[What the task asks]: Return every line of the lines below that contains the word "orange".

[Given information]:
** begin **

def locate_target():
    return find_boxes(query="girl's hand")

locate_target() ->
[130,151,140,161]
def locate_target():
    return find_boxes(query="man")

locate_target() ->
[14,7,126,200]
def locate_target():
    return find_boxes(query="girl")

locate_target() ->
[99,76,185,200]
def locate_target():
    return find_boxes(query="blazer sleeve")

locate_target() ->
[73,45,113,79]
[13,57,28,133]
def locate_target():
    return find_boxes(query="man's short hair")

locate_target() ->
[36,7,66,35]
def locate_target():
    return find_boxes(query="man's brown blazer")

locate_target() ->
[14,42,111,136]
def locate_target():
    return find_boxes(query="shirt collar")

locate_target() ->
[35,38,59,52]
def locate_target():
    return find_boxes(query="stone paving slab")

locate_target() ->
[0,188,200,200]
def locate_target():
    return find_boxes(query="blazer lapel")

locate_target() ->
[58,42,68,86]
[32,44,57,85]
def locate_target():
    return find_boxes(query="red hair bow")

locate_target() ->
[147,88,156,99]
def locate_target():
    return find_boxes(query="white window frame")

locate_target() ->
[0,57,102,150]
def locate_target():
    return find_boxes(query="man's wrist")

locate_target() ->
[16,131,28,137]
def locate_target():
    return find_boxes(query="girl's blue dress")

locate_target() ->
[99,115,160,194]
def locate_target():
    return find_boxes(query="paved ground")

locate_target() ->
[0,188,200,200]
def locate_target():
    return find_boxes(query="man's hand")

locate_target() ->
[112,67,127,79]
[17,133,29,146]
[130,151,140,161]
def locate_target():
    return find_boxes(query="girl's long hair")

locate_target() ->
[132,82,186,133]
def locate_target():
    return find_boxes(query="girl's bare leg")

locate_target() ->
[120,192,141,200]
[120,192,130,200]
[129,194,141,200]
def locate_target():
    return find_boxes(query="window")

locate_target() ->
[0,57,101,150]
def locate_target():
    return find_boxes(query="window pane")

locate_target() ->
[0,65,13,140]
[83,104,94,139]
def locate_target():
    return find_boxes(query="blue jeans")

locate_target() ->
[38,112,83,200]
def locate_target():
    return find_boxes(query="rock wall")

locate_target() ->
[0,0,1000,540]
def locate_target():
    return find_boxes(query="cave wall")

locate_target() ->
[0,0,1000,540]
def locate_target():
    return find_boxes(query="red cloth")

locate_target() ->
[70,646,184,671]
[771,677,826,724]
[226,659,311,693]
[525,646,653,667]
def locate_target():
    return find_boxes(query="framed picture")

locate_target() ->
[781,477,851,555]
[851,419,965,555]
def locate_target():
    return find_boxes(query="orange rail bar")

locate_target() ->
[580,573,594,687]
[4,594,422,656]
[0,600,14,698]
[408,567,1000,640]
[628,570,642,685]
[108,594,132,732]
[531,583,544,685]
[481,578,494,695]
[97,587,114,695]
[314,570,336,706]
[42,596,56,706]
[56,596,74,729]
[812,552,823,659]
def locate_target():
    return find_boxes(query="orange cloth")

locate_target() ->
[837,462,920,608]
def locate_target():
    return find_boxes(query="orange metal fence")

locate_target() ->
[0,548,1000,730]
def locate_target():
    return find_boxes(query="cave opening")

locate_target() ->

** end **

[Solution for this task]:
    return find_boxes(query="orange rail bar")
    return find_boxes(query="orange cloth")
    return find_boxes(query="orange metal fence")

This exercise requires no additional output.